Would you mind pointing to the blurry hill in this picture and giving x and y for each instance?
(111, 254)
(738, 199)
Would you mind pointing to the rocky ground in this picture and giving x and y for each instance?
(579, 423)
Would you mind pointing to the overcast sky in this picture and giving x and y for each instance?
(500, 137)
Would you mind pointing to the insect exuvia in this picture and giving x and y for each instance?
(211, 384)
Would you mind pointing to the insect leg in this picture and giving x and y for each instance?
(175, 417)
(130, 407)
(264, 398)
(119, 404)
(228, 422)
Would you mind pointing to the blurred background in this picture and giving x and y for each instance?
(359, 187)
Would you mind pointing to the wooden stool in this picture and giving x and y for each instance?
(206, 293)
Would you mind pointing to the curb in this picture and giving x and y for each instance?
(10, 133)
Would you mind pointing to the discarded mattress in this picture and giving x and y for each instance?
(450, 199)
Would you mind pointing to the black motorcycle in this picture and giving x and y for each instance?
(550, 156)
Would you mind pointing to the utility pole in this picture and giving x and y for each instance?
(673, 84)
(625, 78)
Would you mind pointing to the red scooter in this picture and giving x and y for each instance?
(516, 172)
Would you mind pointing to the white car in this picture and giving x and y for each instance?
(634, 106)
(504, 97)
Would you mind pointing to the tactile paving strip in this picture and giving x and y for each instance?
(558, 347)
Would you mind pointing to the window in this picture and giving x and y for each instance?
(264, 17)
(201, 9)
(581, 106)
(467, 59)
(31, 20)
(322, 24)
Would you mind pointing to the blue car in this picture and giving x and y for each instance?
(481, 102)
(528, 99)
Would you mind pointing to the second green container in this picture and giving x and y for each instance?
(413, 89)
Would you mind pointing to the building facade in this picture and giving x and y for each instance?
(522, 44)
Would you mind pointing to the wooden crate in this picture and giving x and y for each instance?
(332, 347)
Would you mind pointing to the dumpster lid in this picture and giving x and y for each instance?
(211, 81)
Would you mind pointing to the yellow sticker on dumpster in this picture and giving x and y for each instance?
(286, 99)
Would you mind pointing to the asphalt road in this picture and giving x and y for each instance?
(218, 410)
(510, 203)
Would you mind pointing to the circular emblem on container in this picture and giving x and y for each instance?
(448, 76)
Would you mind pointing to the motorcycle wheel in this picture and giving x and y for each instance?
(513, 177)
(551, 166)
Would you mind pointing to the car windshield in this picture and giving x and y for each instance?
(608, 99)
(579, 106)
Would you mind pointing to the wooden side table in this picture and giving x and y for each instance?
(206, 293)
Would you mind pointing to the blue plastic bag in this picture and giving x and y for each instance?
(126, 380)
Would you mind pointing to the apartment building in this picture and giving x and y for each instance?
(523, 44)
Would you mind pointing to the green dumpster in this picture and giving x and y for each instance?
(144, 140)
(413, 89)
* * *
Could you copy out every line of the listing above, word for word and in the same order?

Would you mind pointing to the blurry hill in this picture and giving x and y for each instance?
(111, 254)
(738, 199)
Would you mind pointing to the rocky ground in this picture and giving x and y for each instance?
(579, 423)
Would you mind pointing to the overcast sky in this picture and giving x and y for each instance?
(500, 137)
Would you mind pointing to the insect exuvia in this picture and giving x and y for each instance?
(211, 384)
Would you mind pointing to the insect leg in this picture and giving x and y for each instance?
(175, 417)
(130, 407)
(264, 398)
(119, 404)
(228, 422)
Would you mind pointing to the blurred background in this picture and giving x and y for each instance?
(359, 187)
Would you mind pointing to the wooden stool in this picture and giving x and y for each instance?
(206, 293)
Would you mind pointing to the curb in this picture and giving x and y for each instance?
(10, 133)
Would you mind pointing to the discarded mattress in this picture and giving x and y for each instance?
(450, 199)
Would you mind pointing to the black motorcycle in this picture and giving x and y for each instance?
(550, 156)
Would you mind pointing to the utility pole in this picture and giving x and y for each instance?
(673, 84)
(625, 78)
Would you mind pointing to the red scooter in this picture and giving x and y for each instance?
(516, 172)
Would you mind pointing to the white car in this picture and giving x and y for each instance?
(634, 106)
(504, 97)
Would you mind pointing to the tactile paving strip in this picture and giving x and y for each instance?
(558, 347)
Would you mind pointing to the window in this picture and giving x and y for each instance?
(264, 17)
(201, 9)
(581, 106)
(467, 59)
(31, 20)
(322, 24)
Would you mind pointing to the blue car in this picture and giving x and y for each instance?
(481, 102)
(528, 99)
Would you mind pointing to the second green container in this picture and giving x and y for each instance?
(413, 89)
Would you mind pointing to the building facade in this picture and giving x and y for each instance?
(522, 44)
Would you mind pointing to the wooden crate in this picture and giving x and y for each instance?
(332, 347)
Would you mind pointing to the dumpster lid in this picture and giving x and y for each instance?
(211, 81)
Would you mind pointing to the yellow sticker on dumpster in this picture and giving x and y for each instance?
(286, 99)
Would you mind pointing to the asphalt road in this picture and giving x and y for each instance?
(218, 410)
(510, 203)
Would you mind pointing to the circular emblem on container in this picture and giving x and y for each instance?
(448, 76)
Would you mind pointing to the motorcycle wheel in this picture and giving x and y for each instance?
(513, 177)
(551, 166)
Would you mind pointing to the car windshield in this picture and giving x and y for each instance?
(608, 99)
(579, 106)
Would you mind pointing to the wooden side table in this picture and giving x and y for each instance?
(206, 293)
Would you mind pointing to the blue plastic bag in this picture and giving x and y for each instance?
(126, 380)
Would you mind pointing to the apartment building in this picture and giving x and y for each instance?
(523, 44)
Would you mind pointing to the green dumpster in this picture and giving x and y for each instance?
(144, 140)
(413, 89)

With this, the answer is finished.